● DATASET ENTRIES:
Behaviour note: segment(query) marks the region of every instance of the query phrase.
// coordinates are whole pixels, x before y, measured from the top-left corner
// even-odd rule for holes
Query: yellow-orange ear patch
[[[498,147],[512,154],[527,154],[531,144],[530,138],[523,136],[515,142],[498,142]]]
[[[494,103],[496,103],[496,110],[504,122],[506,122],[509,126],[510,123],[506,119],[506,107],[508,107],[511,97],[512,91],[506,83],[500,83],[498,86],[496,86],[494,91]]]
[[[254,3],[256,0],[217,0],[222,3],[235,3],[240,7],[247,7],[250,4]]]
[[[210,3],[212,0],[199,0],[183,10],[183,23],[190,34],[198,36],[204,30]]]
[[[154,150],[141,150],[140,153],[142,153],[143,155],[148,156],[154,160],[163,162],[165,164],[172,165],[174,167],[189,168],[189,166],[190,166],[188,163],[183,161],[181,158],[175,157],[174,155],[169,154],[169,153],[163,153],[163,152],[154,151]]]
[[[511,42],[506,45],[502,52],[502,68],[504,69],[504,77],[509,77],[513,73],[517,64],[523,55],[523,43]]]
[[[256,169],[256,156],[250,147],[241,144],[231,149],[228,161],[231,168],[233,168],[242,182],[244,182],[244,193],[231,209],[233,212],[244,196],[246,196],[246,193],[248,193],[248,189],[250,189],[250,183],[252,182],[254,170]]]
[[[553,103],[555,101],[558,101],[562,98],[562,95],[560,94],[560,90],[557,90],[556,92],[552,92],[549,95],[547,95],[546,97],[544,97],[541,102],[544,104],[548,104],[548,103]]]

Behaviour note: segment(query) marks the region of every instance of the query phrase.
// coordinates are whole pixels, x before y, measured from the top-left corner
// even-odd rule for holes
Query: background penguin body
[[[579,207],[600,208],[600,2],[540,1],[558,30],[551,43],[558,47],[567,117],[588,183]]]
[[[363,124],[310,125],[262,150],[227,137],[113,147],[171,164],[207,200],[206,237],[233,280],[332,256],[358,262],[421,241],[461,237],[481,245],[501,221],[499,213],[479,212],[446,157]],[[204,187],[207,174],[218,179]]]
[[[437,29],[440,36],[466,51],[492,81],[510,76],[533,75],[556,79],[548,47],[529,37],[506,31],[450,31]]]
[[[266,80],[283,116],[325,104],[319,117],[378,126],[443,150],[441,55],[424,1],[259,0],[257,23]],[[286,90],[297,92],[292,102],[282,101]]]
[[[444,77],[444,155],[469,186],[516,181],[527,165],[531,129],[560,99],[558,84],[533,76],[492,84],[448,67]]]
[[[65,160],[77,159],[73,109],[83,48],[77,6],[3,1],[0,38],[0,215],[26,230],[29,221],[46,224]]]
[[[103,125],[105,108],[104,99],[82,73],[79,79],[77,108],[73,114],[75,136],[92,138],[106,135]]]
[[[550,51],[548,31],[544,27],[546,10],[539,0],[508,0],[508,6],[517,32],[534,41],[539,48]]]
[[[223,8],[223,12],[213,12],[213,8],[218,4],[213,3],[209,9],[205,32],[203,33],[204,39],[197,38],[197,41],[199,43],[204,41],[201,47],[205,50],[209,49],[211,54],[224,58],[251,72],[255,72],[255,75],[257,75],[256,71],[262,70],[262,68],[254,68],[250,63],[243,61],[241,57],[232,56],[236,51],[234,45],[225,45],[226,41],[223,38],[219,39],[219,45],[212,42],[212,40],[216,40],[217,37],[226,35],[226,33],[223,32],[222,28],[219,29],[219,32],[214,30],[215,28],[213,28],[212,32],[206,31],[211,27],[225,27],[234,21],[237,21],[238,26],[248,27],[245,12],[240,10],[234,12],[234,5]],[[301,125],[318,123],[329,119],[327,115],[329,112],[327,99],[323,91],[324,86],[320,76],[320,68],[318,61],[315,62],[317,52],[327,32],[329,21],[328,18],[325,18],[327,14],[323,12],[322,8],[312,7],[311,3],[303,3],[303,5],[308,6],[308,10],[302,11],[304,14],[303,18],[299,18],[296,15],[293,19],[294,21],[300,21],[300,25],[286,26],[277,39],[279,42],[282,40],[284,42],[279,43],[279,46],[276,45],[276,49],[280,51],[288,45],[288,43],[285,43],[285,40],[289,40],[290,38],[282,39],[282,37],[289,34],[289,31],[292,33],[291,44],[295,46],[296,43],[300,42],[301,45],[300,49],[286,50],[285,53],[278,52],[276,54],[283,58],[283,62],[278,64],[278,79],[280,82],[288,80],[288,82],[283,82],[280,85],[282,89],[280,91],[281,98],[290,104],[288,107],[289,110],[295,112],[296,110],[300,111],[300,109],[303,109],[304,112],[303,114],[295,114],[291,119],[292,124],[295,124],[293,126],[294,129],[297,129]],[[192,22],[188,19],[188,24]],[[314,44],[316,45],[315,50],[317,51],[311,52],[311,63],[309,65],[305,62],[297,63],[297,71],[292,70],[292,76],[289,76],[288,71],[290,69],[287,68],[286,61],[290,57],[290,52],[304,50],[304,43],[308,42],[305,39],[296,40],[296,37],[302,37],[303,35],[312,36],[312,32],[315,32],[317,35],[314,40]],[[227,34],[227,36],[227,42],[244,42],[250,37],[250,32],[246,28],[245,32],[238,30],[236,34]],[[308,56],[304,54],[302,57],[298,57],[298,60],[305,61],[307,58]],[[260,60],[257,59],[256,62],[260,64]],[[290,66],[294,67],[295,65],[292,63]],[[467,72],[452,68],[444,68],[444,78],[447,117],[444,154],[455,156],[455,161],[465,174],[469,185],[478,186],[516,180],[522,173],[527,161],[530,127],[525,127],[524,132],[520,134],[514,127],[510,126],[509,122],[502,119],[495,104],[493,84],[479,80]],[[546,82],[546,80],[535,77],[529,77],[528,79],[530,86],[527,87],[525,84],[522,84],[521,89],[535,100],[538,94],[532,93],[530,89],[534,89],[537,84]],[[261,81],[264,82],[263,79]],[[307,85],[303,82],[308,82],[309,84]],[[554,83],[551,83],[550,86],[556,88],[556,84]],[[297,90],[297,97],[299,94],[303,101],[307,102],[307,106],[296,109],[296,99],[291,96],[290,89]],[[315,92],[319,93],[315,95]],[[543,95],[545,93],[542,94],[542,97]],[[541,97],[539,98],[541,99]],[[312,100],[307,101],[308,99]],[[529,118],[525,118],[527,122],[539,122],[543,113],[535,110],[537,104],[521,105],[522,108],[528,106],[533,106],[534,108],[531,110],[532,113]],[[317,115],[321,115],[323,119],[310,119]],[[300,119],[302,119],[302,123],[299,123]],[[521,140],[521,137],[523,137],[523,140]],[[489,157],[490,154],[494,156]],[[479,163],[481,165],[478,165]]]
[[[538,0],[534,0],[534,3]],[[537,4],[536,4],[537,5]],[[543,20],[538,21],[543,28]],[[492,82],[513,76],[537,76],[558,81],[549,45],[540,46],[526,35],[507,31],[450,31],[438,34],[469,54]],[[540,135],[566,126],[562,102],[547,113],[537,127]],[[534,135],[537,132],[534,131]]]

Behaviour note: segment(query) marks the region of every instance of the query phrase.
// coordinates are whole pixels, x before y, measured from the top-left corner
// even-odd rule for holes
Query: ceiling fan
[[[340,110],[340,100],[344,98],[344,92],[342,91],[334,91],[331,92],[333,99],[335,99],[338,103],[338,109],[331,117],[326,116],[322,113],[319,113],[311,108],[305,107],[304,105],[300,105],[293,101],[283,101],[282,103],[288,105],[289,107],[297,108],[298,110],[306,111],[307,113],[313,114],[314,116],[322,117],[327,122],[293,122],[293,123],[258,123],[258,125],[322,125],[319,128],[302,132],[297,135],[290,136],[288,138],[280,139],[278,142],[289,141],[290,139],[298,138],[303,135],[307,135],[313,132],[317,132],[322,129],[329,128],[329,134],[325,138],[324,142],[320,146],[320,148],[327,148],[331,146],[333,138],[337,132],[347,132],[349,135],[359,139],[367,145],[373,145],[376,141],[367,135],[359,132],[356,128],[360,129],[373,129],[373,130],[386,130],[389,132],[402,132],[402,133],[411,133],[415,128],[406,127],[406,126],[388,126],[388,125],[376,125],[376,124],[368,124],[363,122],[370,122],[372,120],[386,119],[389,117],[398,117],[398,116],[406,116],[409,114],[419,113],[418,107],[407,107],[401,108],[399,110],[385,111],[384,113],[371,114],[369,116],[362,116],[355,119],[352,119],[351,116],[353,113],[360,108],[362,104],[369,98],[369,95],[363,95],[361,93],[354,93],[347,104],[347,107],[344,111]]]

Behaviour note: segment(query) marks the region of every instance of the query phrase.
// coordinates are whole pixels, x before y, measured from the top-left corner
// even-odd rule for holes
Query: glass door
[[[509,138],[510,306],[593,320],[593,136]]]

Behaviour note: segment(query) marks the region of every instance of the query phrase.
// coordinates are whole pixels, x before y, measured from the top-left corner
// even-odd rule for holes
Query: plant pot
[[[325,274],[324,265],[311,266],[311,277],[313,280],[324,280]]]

● ACTIVITY: Please transcribe exactly the line containing "Query: glass door" and every line after it through the end of the records, and nothing else.

● RESULT:
Query: glass door
[[[509,138],[510,306],[593,320],[593,136]]]

Behaviour note: segment(query) marks the region of every instance of the query phrase.
// coordinates are whole pixels, x before y, measured from the top-left corner
// even-odd rule for holes
Query: plant pot
[[[325,274],[324,265],[311,266],[311,277],[313,280],[324,280]]]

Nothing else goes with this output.